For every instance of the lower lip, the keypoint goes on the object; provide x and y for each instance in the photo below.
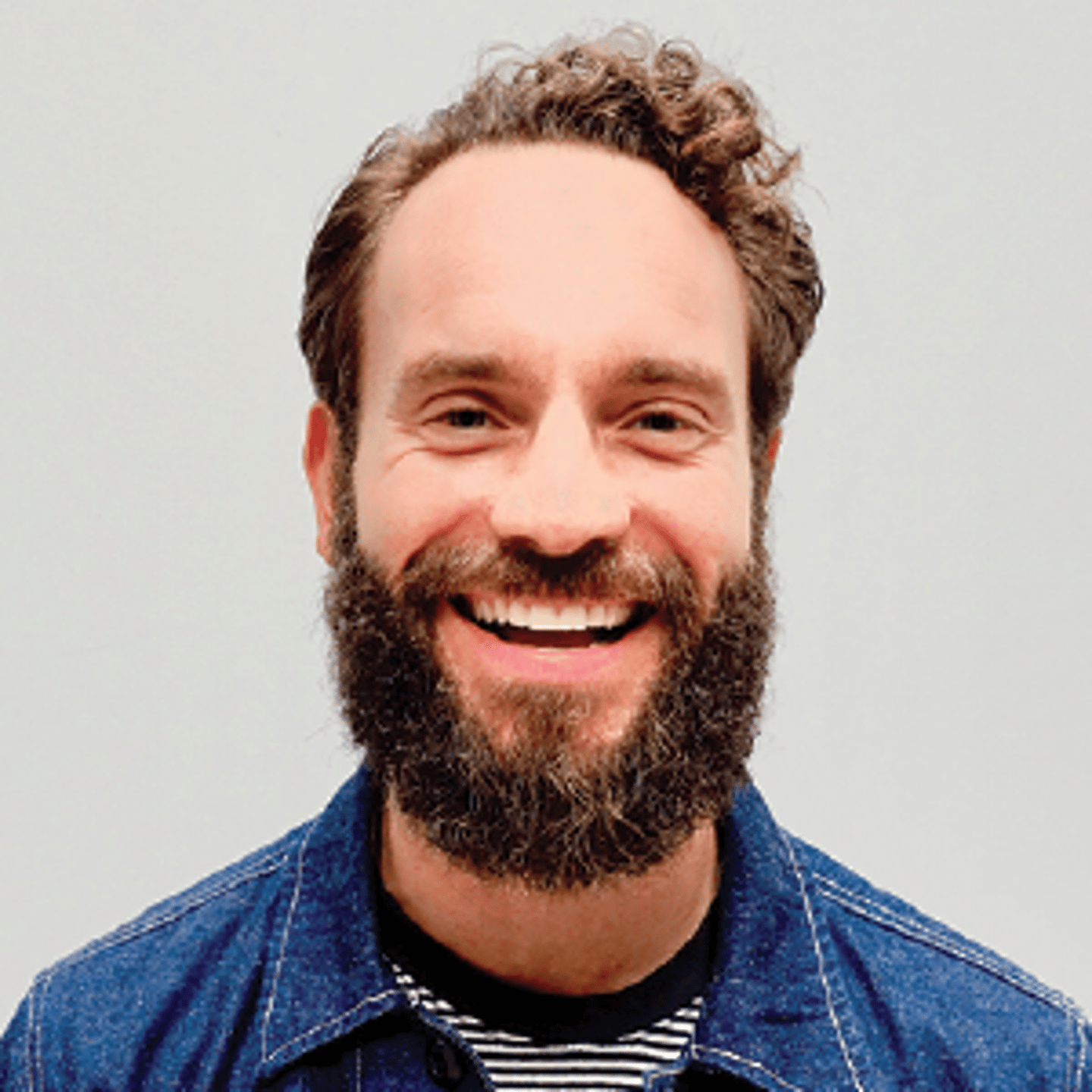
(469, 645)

+ + + +

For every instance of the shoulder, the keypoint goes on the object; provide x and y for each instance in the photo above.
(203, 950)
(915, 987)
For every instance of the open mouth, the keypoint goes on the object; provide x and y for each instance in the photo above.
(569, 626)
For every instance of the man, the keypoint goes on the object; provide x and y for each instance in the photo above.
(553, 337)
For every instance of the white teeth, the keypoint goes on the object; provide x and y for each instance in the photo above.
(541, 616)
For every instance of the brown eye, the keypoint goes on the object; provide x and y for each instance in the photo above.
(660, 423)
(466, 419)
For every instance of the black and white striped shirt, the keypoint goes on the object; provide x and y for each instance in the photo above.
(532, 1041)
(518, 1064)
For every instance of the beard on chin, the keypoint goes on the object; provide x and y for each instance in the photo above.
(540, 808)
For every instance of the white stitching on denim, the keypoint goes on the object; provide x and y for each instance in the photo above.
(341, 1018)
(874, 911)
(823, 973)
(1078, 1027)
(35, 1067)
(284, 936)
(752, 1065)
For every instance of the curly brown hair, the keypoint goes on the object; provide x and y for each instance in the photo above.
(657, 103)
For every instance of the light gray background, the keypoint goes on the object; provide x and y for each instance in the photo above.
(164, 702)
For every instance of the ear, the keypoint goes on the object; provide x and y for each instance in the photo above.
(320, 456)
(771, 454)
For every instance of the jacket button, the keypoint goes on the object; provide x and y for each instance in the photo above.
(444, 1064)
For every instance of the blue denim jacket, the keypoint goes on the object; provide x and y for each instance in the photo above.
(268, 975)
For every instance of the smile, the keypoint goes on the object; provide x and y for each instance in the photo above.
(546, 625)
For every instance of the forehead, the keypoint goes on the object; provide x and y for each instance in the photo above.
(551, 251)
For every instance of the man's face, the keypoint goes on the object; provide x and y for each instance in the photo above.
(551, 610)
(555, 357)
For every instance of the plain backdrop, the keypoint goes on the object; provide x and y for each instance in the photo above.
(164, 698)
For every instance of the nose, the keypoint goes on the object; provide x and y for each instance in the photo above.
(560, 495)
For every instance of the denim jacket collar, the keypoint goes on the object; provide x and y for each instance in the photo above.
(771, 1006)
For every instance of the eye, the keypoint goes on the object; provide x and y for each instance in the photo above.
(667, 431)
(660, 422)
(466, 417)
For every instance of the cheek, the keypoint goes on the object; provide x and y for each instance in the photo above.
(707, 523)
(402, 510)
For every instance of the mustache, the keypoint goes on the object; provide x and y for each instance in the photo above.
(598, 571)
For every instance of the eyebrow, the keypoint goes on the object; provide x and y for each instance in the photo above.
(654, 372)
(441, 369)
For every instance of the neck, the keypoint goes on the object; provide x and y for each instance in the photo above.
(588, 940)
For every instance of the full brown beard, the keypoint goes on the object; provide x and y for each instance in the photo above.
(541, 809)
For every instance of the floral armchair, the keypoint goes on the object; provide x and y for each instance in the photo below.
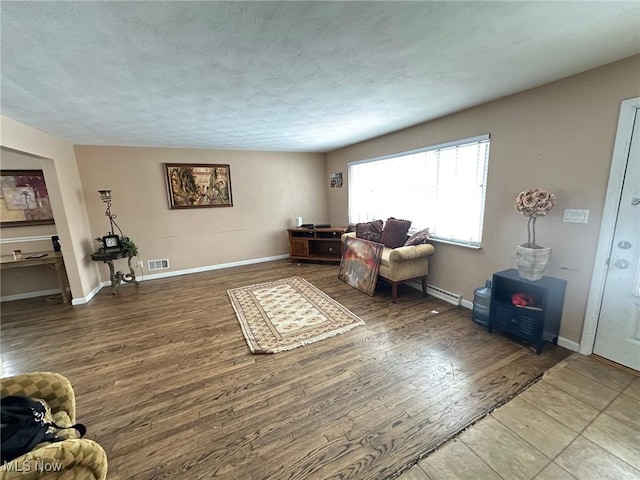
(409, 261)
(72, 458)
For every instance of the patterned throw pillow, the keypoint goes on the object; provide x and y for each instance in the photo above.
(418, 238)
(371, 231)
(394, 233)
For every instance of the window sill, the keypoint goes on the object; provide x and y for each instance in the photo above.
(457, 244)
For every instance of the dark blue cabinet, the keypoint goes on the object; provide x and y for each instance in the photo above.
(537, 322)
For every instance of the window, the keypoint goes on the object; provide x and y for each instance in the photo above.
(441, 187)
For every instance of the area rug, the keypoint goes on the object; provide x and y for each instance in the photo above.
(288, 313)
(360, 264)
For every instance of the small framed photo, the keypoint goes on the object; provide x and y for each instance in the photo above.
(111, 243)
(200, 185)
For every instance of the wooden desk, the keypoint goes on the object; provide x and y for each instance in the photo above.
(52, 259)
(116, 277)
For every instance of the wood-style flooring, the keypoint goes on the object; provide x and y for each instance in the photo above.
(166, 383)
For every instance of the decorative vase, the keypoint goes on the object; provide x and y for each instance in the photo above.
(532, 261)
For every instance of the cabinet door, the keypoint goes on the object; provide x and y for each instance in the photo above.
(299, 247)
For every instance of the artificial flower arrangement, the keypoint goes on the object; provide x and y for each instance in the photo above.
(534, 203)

+ + + +

Zoek alsjeblieft in de lijst hierboven elke regel waarin de tekenreeks "window" voorkomt, en neem die regels ongewijzigd over. Hoofdletters en kleine letters tellen mee.

For every instance of the window sill, the keypoint goes on the object; provide x and y for each instance in the photo above.
For every instance of the window, the keypoint goes on the object; provide x and y for each instance in the photo above.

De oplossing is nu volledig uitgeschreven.